__SHORT EXERCISE__. Rewrite all of the data below, changing "single marker" to "single dot" and leaving everything else the same. Leave out the pictures.

--- begin DATA ENTRIES ---

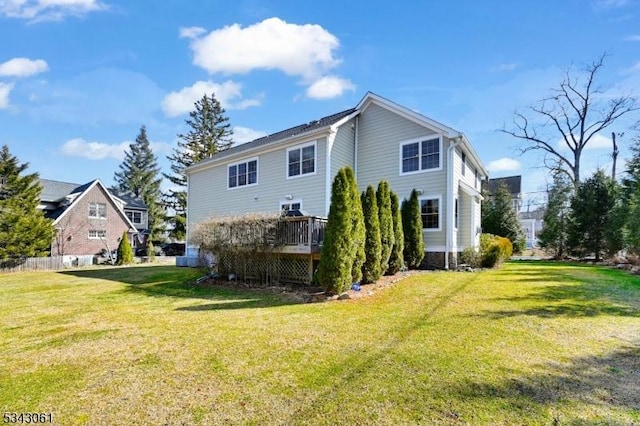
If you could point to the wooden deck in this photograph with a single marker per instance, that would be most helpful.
(300, 235)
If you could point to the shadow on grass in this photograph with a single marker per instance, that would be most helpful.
(600, 381)
(174, 282)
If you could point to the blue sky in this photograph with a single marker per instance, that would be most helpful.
(79, 77)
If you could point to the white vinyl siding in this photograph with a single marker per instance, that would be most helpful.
(208, 195)
(301, 160)
(380, 134)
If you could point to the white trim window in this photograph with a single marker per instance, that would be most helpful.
(285, 206)
(97, 234)
(420, 155)
(97, 210)
(243, 173)
(301, 160)
(430, 212)
(134, 217)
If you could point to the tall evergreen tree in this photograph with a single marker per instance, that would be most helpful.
(371, 270)
(591, 210)
(336, 259)
(385, 217)
(210, 133)
(358, 234)
(24, 231)
(412, 227)
(396, 260)
(557, 216)
(140, 175)
(500, 218)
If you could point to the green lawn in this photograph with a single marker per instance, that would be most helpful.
(533, 343)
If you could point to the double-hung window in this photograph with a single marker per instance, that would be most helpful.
(97, 210)
(420, 155)
(301, 160)
(243, 174)
(430, 213)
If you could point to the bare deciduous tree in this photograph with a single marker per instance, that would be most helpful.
(575, 112)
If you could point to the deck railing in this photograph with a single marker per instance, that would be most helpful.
(301, 230)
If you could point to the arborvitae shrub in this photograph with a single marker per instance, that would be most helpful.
(385, 217)
(371, 271)
(336, 258)
(396, 260)
(125, 253)
(358, 233)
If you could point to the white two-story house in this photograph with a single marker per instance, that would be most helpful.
(379, 139)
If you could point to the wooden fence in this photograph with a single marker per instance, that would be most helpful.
(53, 263)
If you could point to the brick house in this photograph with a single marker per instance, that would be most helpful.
(88, 218)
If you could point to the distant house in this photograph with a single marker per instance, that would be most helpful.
(513, 185)
(88, 218)
(531, 223)
(293, 170)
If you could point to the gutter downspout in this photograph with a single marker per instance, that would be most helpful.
(449, 231)
(333, 131)
(355, 148)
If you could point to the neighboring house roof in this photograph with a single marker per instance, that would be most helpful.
(53, 194)
(513, 184)
(326, 123)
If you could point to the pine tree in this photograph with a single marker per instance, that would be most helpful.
(336, 260)
(371, 270)
(24, 230)
(210, 133)
(557, 215)
(412, 227)
(140, 175)
(396, 260)
(500, 218)
(591, 212)
(125, 253)
(387, 237)
(358, 233)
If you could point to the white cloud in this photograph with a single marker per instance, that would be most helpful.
(245, 134)
(78, 147)
(504, 164)
(191, 32)
(22, 67)
(505, 67)
(273, 44)
(5, 89)
(229, 94)
(329, 87)
(48, 10)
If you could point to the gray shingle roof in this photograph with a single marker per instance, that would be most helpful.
(284, 134)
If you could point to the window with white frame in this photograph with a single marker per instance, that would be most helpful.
(420, 155)
(430, 213)
(134, 217)
(243, 174)
(301, 160)
(97, 210)
(96, 234)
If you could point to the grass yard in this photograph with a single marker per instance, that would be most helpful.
(533, 343)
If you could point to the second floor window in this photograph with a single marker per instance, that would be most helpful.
(243, 174)
(134, 217)
(420, 155)
(301, 160)
(98, 210)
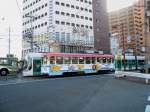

--- end DATA ENTRIES ---

__FINAL RESULT__.
If you could point to the wooden deck in this photograph with a single dot per instance, that would be most helpful.
(300, 235)
If you could point to the shadow on grass in this photograph with a single dot per instance, that would be most helpful.
(600, 381)
(174, 282)
If you could point to the blue sky in this photograph with a single dot per instance, that would be most helpful.
(79, 77)
If you could point to the white vinyl siding in this photograph with a single dot per instance, that would be most helpful.
(208, 195)
(301, 160)
(380, 134)
If you could point to the white trim window in this photograph with a single dot per instance, that would be most helpful.
(285, 206)
(97, 234)
(420, 155)
(97, 210)
(243, 173)
(301, 160)
(430, 212)
(134, 217)
If you could point to the tall evergreen tree in this photograph with a single dot per instance, that would be most helpful.
(371, 270)
(591, 210)
(336, 259)
(385, 217)
(210, 133)
(358, 234)
(24, 231)
(412, 227)
(396, 260)
(557, 216)
(140, 175)
(500, 218)
If you could point to the green lawn in this photograph with a single dot per instance, that would be most helpful.
(533, 343)
If you could point to the double-hung window in this photograph with a single dot per instance, that would be most helpful.
(97, 210)
(420, 155)
(301, 160)
(243, 174)
(430, 213)
If you could point to the bare deciduous tree in this photograph with a single dot per instance, that would be most helpful.
(575, 112)
If you could point to the deck railing in this photograph with a single dot per instance, that would be most helpful.
(301, 230)
If you could point to the arborvitae shrub in this photograph with a single dot per instance, that would be most helpful.
(385, 217)
(371, 271)
(336, 258)
(396, 260)
(125, 253)
(358, 233)
If you could point to the white two-story house in this photograph with a single dot per instance, that would be most helpful.
(379, 139)
If you could point to the wooden fence in this photograph with a single dot per instance, that would be most helpful.
(53, 263)
If you could point to the brick house in this photograph with a single dot per instance, that would be most helpful.
(88, 218)
If you could point to the distant house in this photograph with a single dot per instance, that would be most helpful.
(513, 185)
(88, 218)
(531, 223)
(293, 170)
If you could point to the gutter downspout in this photograph with a single dot per instance, that would be most helpful.
(449, 231)
(333, 131)
(355, 148)
If you could point to the neighboring house roof in this photograph with a single dot per instance, that would be most helpful.
(53, 194)
(513, 184)
(326, 123)
If you could point to the pine tree in this photograph with a single dot per instance, that would be most helpful.
(336, 260)
(371, 270)
(24, 230)
(210, 133)
(557, 215)
(412, 227)
(140, 175)
(396, 260)
(500, 218)
(591, 212)
(125, 253)
(387, 237)
(358, 233)
If you could point to the white cloud in this photograph with a single dot per instance, that would be most helpful.
(245, 134)
(78, 147)
(504, 164)
(191, 32)
(22, 67)
(505, 67)
(273, 44)
(5, 89)
(229, 94)
(329, 87)
(48, 10)
If you could point to the gray shingle roof in this photograph with a single dot per instance, that would be most helpful.
(284, 134)
If you could point to the window with white frame in this photograph with a single dot per instance, that would be most helpful.
(420, 155)
(430, 213)
(134, 217)
(243, 174)
(301, 160)
(97, 210)
(96, 234)
If you could point to the grass yard in this photograph with a single dot per instance, that would be most helpful.
(533, 343)
If you could point to the second floor window in this photograph with a single dot per instance, that would be most helpful.
(243, 174)
(134, 217)
(420, 155)
(301, 160)
(98, 210)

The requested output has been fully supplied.